▸ **INSTRUCTIONS TO FOLLOW**:
Emit the line that holds "line, e.g. (475,26)." and all lines following it through the end of the data, verbatim, and nothing else.

▸ **LISTED RECORDS**:
· · · · ·
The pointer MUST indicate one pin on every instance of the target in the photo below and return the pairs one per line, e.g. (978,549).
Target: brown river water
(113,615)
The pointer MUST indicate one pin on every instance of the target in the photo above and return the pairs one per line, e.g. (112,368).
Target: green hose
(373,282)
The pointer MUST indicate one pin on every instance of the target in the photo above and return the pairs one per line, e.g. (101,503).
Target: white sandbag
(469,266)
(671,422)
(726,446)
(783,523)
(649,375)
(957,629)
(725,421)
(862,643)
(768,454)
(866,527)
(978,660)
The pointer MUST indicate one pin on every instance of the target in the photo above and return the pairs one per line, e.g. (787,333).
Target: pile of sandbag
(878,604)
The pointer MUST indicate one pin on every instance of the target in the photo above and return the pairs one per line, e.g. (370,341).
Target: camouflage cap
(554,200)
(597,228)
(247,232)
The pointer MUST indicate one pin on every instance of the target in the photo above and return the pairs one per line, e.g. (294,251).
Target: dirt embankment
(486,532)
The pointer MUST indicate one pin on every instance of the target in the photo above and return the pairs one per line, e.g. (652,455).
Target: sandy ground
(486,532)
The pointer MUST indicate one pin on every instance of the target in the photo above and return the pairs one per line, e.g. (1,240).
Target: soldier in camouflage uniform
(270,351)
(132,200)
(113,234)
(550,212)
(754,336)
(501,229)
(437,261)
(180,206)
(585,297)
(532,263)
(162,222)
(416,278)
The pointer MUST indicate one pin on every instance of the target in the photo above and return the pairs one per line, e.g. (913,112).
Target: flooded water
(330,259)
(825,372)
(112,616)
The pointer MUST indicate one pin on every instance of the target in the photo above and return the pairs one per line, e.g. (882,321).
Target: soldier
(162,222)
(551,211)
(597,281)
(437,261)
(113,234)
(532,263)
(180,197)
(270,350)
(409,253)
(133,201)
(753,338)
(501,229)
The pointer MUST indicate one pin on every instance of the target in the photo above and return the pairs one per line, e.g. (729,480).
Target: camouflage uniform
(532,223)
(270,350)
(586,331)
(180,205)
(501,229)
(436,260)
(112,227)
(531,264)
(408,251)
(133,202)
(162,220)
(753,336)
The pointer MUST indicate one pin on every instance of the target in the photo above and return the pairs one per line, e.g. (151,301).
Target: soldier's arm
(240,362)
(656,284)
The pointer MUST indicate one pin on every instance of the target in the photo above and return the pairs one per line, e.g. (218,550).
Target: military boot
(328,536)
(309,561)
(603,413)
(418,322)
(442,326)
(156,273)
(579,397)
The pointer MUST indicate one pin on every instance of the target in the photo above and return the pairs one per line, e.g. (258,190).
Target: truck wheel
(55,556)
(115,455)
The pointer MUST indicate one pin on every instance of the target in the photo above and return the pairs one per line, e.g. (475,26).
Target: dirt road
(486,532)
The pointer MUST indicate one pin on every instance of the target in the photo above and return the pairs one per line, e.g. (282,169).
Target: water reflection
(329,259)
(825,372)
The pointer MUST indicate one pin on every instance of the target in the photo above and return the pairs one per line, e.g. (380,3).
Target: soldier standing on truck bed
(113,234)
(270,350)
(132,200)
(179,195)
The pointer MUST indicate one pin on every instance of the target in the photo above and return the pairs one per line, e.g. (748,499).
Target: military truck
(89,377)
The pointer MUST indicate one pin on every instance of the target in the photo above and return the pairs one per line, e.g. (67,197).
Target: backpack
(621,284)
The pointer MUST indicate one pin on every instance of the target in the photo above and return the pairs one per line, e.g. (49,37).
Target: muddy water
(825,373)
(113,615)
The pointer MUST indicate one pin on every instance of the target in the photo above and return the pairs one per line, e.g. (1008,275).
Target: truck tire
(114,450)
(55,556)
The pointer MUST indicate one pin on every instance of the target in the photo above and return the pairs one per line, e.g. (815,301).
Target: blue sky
· · · · ·
▸ **EXPECTED OUTPUT**:
The pointer MUST indicate one pin on every instance of the target in the photo above and return the pairs one per line, e.g. (475,26).
Target: dirt road
(486,532)
The pointer MUST indicate one pin on every instance of the target in the photo above and return the pairs one per line, e.g. (282,169).
Target: water reflection
(329,259)
(825,372)
The pointer MUST indicate one pin on every instance of the target in the photo above and return the pairs one per line, e.g. (380,3).
Target: soldier standing on truck bed
(113,234)
(270,350)
(132,200)
(179,195)
The pointer MUST indicate one pin on every instance of the target in the photo above and return the pairs one per line, e.g. (748,499).
Target: military truck
(89,377)
The pointer MUST indicate one pin on every instance of the target in the photo above and return the pairs one per line, e.g. (67,197).
Target: backpack
(621,284)
The pointer MUST indicate one pin on every instance of the target in the photo above and return the pairs one per line, e.g. (49,37).
Target: muddy water
(825,373)
(113,615)
The pointer MUST indicate one pin on every instance of the target in the photo above and return the pairs one per line, e.g. (1008,275).
Target: truck tire
(114,450)
(55,556)
The pointer MUST indicate one pin on every instance of the target in the photo above and return the pairs one per line, e.g. (815,301).
Target: blue sky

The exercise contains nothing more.